*WHAT IS NEEDED*: Gather every line in the records below that contains the word "water", and copy each one unchanged.

*GIVEN ENTRIES*:
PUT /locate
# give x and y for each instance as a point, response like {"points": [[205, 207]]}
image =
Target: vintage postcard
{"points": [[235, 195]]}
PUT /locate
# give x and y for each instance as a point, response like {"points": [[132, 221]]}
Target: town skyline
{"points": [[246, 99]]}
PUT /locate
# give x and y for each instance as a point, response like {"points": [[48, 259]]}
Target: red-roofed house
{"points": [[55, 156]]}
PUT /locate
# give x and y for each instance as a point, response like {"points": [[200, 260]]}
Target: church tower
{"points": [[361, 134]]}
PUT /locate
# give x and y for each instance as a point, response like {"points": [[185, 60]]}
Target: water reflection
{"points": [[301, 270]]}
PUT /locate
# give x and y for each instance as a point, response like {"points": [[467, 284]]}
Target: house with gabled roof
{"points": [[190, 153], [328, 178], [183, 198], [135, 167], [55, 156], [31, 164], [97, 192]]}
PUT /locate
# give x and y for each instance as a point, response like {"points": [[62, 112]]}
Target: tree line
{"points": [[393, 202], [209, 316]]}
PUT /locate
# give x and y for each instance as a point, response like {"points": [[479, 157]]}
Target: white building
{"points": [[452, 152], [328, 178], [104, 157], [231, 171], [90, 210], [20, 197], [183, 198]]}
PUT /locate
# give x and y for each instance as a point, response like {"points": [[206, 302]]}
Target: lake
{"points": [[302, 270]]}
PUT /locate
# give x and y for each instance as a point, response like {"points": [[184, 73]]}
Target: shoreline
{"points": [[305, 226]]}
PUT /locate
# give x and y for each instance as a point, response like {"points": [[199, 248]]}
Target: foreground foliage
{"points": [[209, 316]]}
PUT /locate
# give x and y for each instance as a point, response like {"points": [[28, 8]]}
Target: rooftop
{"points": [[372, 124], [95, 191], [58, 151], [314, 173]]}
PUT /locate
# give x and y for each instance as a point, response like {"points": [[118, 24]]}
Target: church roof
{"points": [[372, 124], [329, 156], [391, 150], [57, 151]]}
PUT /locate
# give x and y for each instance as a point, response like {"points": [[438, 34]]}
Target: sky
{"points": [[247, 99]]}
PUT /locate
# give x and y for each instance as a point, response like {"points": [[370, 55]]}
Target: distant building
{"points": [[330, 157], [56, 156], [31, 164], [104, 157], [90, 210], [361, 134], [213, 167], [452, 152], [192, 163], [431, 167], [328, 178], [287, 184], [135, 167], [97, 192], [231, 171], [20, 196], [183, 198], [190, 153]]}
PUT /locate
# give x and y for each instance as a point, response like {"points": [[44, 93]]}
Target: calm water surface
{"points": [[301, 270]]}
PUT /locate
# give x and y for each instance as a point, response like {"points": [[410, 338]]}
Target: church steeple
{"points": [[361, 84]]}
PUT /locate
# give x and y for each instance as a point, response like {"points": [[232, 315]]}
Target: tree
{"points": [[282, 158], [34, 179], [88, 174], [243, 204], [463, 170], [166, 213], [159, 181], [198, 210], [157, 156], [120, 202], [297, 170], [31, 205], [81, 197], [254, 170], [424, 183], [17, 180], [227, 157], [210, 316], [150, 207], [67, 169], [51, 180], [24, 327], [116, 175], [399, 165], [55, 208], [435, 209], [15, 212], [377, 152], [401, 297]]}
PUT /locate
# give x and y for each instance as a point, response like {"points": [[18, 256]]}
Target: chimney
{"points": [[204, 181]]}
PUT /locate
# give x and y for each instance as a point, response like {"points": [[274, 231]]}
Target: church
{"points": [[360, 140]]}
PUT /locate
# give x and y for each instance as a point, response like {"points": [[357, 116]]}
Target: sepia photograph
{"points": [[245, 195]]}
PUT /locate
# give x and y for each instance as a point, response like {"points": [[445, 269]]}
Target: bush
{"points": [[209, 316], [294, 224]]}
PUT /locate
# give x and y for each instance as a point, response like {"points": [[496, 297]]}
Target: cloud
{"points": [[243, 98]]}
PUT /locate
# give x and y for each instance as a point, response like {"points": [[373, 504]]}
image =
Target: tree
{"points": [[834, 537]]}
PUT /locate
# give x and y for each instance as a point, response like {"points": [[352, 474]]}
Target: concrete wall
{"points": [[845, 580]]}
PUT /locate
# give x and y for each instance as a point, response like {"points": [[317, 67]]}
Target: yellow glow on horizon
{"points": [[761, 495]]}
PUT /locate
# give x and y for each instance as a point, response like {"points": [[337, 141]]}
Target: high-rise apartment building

*CORRECT RESPONSE*:
Target: water reflection
Target: calm water surface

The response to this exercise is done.